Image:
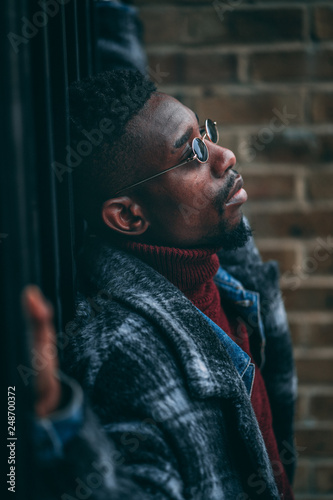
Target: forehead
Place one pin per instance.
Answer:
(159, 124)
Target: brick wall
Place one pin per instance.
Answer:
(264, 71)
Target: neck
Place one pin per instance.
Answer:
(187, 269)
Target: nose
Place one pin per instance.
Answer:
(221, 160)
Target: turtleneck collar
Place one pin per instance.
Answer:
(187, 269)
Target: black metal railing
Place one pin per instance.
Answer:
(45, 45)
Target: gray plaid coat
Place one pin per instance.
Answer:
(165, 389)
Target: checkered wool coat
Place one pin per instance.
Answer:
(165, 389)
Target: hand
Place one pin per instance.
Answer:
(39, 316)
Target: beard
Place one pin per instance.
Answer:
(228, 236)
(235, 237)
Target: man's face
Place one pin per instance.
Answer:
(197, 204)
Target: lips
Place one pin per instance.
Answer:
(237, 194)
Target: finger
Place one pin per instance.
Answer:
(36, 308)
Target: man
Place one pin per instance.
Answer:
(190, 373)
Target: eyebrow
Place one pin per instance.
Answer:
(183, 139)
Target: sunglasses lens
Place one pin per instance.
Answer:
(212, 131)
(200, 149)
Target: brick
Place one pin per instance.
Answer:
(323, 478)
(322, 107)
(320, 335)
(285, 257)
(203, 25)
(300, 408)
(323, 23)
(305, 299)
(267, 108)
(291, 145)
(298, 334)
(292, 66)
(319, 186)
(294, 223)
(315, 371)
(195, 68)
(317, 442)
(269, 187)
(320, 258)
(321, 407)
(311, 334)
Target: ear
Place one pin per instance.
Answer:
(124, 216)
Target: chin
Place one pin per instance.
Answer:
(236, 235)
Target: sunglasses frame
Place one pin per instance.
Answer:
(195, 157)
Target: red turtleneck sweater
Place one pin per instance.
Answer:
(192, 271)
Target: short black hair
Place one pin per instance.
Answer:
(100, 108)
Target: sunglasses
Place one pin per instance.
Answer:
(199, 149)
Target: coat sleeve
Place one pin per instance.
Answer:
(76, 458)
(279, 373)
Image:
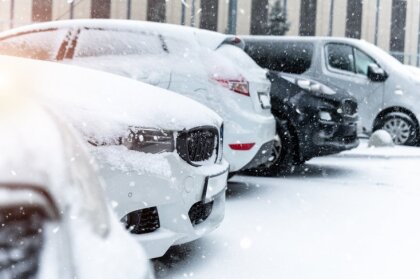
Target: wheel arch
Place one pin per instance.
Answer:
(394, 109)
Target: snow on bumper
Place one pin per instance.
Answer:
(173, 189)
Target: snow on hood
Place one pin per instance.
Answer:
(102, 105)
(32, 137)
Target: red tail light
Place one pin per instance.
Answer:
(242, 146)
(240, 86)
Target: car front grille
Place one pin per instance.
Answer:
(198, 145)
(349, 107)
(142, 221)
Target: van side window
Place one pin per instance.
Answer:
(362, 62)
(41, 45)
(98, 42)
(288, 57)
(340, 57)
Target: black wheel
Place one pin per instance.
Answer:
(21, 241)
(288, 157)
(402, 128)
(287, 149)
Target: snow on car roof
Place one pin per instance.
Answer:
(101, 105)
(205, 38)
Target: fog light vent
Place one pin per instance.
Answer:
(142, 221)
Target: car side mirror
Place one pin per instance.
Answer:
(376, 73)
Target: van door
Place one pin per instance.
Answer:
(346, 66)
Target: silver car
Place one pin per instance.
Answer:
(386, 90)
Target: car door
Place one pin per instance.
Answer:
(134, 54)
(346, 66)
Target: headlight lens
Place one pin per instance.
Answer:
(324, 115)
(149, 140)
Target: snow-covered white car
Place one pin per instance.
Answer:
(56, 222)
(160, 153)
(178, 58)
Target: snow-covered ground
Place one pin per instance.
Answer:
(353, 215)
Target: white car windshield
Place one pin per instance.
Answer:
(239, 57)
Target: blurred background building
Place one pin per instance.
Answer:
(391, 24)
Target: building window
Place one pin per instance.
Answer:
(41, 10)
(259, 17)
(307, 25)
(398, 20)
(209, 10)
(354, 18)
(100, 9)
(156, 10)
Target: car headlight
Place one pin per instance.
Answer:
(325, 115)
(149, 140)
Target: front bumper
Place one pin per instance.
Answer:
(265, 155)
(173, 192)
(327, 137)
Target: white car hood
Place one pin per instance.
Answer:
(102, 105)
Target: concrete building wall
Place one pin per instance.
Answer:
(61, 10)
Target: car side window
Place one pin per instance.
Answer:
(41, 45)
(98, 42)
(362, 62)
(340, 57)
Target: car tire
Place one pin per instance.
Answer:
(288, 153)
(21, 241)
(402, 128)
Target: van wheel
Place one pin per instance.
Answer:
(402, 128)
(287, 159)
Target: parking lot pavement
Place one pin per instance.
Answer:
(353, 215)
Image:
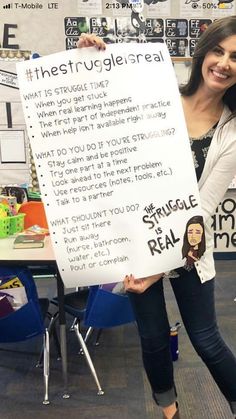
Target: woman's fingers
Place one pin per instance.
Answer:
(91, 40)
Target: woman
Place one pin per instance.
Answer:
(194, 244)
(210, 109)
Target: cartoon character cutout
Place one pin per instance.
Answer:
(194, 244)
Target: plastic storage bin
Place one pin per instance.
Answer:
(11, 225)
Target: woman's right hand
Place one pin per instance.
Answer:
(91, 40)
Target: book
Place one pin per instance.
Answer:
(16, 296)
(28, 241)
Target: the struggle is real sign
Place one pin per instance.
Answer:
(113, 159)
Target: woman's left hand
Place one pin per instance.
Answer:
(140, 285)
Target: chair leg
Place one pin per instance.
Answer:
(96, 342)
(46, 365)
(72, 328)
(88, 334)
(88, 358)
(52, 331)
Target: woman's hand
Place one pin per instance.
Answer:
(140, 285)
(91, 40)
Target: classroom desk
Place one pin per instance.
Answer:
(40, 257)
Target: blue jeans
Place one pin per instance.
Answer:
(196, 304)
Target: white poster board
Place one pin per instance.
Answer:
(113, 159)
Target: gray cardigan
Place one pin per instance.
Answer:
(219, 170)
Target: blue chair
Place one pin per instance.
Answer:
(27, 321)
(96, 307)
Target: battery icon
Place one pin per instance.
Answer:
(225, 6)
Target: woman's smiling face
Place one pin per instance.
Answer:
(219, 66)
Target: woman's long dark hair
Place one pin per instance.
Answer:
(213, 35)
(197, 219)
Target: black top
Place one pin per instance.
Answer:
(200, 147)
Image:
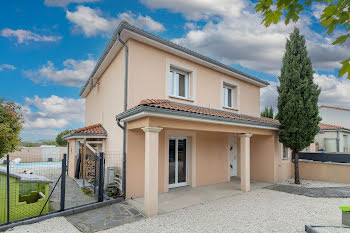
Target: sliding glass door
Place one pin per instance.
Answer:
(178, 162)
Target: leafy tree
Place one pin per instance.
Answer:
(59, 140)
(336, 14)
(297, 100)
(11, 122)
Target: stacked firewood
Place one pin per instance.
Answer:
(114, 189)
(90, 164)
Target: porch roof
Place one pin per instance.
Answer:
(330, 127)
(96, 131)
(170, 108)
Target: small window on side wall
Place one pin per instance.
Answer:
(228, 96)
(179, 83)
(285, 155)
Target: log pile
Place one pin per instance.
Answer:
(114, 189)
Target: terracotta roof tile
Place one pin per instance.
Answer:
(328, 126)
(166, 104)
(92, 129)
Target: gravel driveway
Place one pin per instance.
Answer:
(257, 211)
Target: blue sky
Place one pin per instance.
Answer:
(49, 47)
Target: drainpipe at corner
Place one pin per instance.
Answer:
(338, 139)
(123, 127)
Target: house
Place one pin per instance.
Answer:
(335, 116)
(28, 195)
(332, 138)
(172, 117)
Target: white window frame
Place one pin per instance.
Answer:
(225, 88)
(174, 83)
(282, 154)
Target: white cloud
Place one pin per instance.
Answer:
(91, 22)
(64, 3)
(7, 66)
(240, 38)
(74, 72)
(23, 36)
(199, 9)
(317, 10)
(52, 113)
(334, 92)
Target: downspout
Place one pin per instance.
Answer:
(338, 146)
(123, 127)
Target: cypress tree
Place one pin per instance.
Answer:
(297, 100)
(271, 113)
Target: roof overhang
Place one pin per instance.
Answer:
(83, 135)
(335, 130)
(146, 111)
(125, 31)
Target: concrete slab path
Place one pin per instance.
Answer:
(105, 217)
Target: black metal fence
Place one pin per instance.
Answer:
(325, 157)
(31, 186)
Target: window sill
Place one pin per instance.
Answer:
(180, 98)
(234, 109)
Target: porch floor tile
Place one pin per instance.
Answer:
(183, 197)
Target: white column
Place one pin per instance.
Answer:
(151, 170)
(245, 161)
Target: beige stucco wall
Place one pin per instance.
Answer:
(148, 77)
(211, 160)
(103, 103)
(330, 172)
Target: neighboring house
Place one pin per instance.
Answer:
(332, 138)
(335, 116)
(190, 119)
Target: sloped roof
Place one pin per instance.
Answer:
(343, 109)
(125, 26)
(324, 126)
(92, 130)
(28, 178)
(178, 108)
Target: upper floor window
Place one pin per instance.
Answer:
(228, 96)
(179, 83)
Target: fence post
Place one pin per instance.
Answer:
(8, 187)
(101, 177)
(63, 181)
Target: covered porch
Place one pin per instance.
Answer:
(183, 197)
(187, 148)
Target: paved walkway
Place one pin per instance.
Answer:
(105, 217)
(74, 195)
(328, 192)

* * * * * * * * *

§ **Task brief**
The lines in the records above that include the word "metal" must be copied out.

§ **Answer section**
Target: black metal railing
Target: black metal fence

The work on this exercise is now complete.